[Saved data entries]

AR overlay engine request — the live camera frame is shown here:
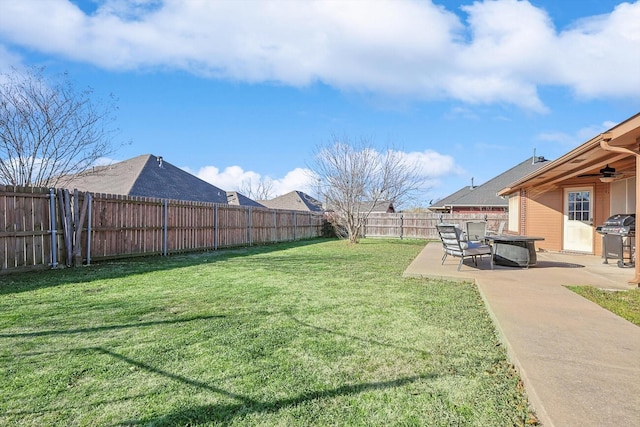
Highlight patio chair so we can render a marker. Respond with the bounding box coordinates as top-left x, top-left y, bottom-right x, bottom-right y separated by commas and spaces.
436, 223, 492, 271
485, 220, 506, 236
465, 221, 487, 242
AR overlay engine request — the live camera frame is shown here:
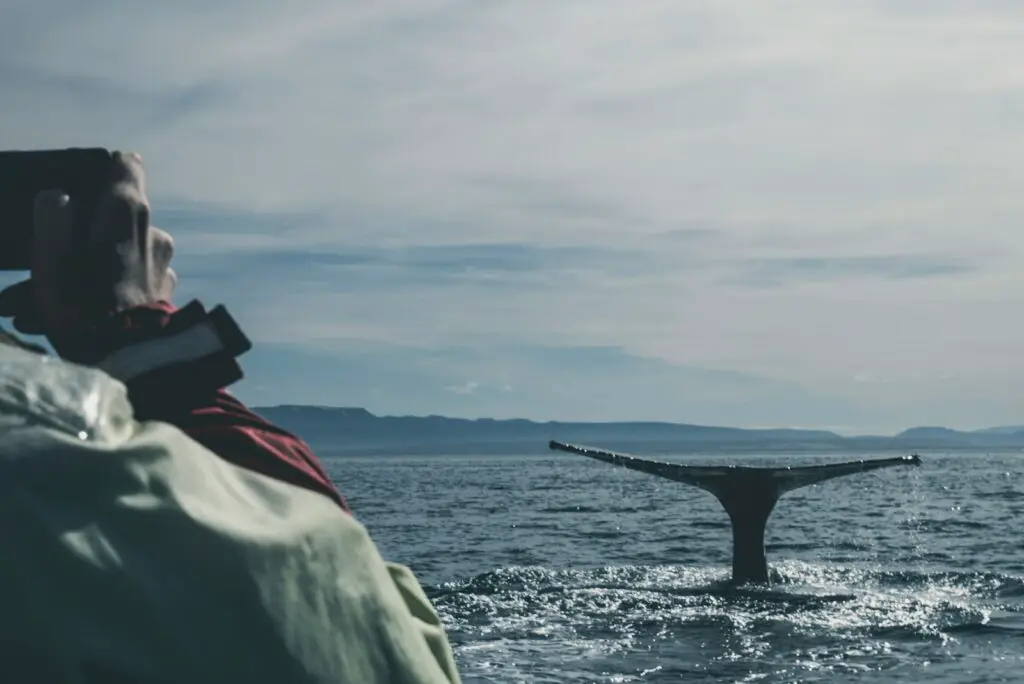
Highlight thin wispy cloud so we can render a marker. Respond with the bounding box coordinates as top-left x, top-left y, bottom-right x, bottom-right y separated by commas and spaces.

**Work to complete:** Only the pictures are to be left out; write out all the other data exactly.

**Answer to this exercise:**
AR overlay engine request — the live camera frame is shown here:
Highlight patio chair so we can render a marker. Respond with the bounding box coordinates as top-left x, top-left y, bottom-right x, bottom-right y separated by commas and spaces.
436, 223, 492, 271
485, 220, 506, 236
465, 221, 487, 242
AR overlay engine request — the live camera frame is shown here:
Highlight thin wispy cloud so we can render a marker. Respond with the bounding box coordinates as top-left x, top-left y, bottom-right x, bottom-right y separated by commas and spaces.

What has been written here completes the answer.